Objetivo: Continue o texto sobre Godard e os dois estudantes de cinema logo depois da última frase dele.

Trecho escolhido:
◇ ◇ ◇ ◇

O Arqueiro - por Vítor Steinberg
Por Vítor Steinberg
Numa exposição em Paris, Godard passeia fumando charuto enquanto é filmado por dois estudantes de cinema. Estão fazendo um documentário para a universidade e correm desesperados, empolgados e destrambelhados para encontrar ângulos e opiniões relevantes. Afinal, estão filmando Godard, uma tarefa complicadinha. Nesse corre-corre, o diretor dá uma lição que, sem dúvida, valerá a íntegra do curso que estudam.
Um dos alunos usa uma câmera digital de visor. Como antigamente, o cinegrafista deve colocar apenas um olho no visor para filmar. Quase como que "entrar" na câmera, mirar, olhar pelo telescópio, fazê-la ser como parte de seu corpo, a câmera vira seu olho, um processo fundamentalmente orgânico. A outra, uma aluna comivida com o evento, filma como uma sony handycam. Aquela que você filma com as duas mãos, de longe, olhando a imagem num monitorzinho móvel.
Godard interrompe o passo e diz:
"Um de vocês está fazendo cinema, o outro nem um pouco! O que acontece é: o negócio do cinema é ponto de vista, ponto de fuga, perspectiva, visão, mira, objetivo, foco, olhar, ângulo. Isso depende de uma escolha e, para tanto, você só pode usar um olho".
A menina com a handycam não está propriamente filmando, está "apenas Sony", nas palavras do diretor.

◇ ◇ ◇ ◇

Dados:
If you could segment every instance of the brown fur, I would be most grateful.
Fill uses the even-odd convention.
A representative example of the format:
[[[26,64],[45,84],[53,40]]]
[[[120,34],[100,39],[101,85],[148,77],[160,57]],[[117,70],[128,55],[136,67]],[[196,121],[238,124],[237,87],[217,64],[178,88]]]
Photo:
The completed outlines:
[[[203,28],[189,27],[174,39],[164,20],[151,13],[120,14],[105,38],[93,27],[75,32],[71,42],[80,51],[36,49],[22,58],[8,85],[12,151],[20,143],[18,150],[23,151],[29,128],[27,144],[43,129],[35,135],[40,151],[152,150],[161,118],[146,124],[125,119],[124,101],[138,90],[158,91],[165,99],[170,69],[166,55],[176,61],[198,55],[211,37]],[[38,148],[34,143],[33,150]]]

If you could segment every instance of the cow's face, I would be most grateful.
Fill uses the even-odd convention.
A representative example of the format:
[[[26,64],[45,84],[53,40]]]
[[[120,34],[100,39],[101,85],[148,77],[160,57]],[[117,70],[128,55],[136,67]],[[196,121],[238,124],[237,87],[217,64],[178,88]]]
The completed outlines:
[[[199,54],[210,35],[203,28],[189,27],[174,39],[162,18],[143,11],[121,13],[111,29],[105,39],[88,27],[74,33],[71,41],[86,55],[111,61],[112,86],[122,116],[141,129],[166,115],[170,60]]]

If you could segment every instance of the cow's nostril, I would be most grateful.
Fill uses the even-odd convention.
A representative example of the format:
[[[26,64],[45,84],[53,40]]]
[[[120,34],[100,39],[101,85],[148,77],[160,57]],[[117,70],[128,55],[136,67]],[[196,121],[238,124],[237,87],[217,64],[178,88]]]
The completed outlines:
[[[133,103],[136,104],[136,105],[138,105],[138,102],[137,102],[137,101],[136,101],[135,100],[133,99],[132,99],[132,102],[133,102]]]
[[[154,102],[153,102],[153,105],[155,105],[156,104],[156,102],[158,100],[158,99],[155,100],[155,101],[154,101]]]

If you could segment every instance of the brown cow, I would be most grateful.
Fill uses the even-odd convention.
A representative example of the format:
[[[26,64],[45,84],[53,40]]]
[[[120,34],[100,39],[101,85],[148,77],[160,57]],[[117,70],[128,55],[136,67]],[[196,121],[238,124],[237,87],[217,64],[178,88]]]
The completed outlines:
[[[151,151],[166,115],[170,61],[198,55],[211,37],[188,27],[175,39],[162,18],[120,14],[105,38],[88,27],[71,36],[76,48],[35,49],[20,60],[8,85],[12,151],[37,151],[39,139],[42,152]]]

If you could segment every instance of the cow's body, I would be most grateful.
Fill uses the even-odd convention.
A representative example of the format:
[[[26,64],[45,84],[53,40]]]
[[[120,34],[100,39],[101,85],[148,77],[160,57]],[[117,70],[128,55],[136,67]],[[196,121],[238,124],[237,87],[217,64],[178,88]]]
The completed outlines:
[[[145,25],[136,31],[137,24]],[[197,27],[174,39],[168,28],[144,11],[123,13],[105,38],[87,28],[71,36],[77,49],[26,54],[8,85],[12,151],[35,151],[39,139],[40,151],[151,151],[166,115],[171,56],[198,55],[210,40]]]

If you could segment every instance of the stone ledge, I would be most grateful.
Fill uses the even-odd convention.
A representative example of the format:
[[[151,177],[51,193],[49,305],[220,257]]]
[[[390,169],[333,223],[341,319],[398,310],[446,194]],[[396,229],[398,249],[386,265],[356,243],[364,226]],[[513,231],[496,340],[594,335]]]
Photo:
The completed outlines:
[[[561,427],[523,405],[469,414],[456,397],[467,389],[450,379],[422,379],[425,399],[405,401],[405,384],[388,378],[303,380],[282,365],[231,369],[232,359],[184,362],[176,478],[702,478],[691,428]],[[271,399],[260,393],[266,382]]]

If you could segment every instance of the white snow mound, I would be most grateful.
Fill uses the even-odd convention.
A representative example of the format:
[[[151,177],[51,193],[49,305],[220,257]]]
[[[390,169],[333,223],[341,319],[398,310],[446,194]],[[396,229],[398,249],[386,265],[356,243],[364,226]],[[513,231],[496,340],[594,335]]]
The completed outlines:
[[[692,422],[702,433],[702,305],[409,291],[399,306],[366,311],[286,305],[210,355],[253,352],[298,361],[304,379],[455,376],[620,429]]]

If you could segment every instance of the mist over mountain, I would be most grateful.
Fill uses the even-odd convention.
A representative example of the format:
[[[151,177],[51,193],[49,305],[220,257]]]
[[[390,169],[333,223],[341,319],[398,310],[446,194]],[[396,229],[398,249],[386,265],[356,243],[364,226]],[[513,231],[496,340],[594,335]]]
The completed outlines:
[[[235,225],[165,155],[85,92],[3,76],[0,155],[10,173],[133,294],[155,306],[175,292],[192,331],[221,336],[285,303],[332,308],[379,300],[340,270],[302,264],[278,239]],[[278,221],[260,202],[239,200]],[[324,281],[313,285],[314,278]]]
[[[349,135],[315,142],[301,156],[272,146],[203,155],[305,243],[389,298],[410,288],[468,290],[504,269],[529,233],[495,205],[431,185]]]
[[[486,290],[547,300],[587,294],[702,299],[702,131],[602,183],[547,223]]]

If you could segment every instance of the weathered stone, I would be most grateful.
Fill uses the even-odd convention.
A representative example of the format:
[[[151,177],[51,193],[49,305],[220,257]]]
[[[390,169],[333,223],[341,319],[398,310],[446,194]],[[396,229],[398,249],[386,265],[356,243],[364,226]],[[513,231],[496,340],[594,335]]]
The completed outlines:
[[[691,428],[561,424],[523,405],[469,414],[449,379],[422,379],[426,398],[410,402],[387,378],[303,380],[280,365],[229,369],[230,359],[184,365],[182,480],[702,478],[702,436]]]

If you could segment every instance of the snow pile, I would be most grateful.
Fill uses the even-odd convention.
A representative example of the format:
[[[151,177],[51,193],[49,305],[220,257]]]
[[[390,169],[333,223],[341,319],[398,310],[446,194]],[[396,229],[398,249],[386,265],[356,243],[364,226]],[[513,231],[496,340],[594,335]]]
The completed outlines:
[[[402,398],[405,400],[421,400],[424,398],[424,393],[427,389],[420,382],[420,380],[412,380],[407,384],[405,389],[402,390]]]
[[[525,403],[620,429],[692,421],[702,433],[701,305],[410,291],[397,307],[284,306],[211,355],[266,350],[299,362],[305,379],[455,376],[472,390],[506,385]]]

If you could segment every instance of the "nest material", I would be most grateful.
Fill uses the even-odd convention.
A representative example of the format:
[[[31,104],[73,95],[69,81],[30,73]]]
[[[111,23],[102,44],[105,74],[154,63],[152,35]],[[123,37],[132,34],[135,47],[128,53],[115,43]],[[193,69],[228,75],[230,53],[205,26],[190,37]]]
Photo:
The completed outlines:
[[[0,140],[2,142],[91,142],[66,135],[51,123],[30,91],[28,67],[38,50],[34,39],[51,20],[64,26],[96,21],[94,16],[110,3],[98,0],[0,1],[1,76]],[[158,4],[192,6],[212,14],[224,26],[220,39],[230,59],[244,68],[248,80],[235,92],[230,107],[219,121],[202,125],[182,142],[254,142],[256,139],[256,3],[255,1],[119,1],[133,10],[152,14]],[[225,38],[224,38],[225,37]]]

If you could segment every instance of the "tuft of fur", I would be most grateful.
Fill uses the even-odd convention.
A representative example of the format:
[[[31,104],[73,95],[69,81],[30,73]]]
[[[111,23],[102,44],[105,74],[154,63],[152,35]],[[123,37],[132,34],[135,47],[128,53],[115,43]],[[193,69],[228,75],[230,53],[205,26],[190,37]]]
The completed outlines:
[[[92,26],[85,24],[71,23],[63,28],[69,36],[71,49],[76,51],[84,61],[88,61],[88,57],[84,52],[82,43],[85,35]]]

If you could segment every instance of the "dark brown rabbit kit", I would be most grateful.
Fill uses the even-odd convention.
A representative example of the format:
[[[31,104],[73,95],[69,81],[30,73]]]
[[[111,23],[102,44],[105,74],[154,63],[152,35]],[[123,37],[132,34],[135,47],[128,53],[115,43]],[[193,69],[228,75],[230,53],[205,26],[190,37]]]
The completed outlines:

◇ ◇ ◇ ◇

Resposta:
A seguir o professor explana que os grandes pintores empregaram apenas um pincel para compor as grandes obras-primas. Não é possível pintar com dois pincéis, tarefa que a handycam nos obriga a fazer.
O mesmo vale para iphones, etc. Quando um pintor examina uma paisagem, ele levanta um dedão para regular a perspectiva, um absurdo seria usar as duas mãos, os dois dedões… Como você acerta "a mira" desse jeito? A arte cavalheiresca do arqueiro zen. Assim como o thumb up, de curtir status do facebook, o nosso velho "jóia". Para ser jóia, é preciso ter ponto de fuga, ponto de estresse, ponto de tensão, olhar, visão. Para achar a jóia é necessário ter um olhar.
Aí vem um cara nervosinho que argumenta com o diretor: "mas nós podemos usar com inteligência as novas tecnologias". Para seu azar, toma uma peia: "Não, não podemos. Não podemos".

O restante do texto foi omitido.